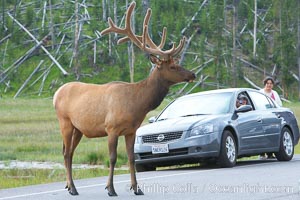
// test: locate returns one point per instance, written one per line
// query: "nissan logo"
(161, 137)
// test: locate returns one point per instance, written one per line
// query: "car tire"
(144, 168)
(228, 152)
(286, 148)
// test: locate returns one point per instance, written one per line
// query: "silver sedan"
(216, 126)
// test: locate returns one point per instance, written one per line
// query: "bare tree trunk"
(131, 56)
(76, 38)
(254, 28)
(44, 49)
(298, 48)
(104, 15)
(51, 26)
(234, 27)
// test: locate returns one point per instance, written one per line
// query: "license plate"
(160, 148)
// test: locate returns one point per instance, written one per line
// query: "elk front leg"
(71, 138)
(130, 152)
(112, 148)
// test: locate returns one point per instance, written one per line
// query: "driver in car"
(241, 100)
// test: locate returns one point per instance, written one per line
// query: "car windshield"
(207, 104)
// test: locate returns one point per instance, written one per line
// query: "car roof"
(231, 90)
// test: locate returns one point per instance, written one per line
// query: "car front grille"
(174, 152)
(162, 137)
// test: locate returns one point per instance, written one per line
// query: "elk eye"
(173, 68)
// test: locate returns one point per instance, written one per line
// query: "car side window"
(261, 101)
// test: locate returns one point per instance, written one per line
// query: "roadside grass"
(29, 131)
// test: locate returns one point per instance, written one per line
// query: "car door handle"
(259, 120)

========

**YOUR ASSIGNMENT:** Set down the entries above again exactly, minus any image.

**TASK RESPONSE:**
// test: locate returns one point per instance, written one per line
// query: "nissan logo"
(161, 137)
// test: locate returns one point per instance, written one per line
// query: "car tire"
(144, 168)
(228, 152)
(286, 148)
// test: locate returns one point per instance, written one per line
// query: "silver sedan"
(216, 126)
// test: locate returns one point per instance, written one per line
// query: "bare tree trunk"
(131, 56)
(76, 38)
(254, 28)
(44, 49)
(298, 48)
(104, 15)
(51, 26)
(234, 27)
// test: locate returns one point per instance, written one per line
// query: "license plate"
(160, 148)
// test: locate returns one point per instance, written one per line
// query: "elk front leg"
(71, 138)
(130, 152)
(112, 148)
// test: locate returns one point per instance, written one per line
// query: "driver in car"
(241, 100)
// test: locate returns one point per instance, written one per line
// query: "car windshield"
(207, 104)
// test: locate returns one point per instance, written one per line
// query: "car roof"
(231, 90)
// test: locate returns one point per instance, written one per line
// query: "car front grille"
(174, 152)
(162, 137)
// test: locate returns one point per instance, written one per line
// query: "elk eye"
(173, 68)
// test: locate returns one point per instance, written one per line
// query: "car side window"
(261, 101)
// test: locate returns one point per instance, written one per line
// query: "roadside grass"
(29, 131)
// test: locate returns one point per instance, written one per line
// query: "car door handle"
(259, 120)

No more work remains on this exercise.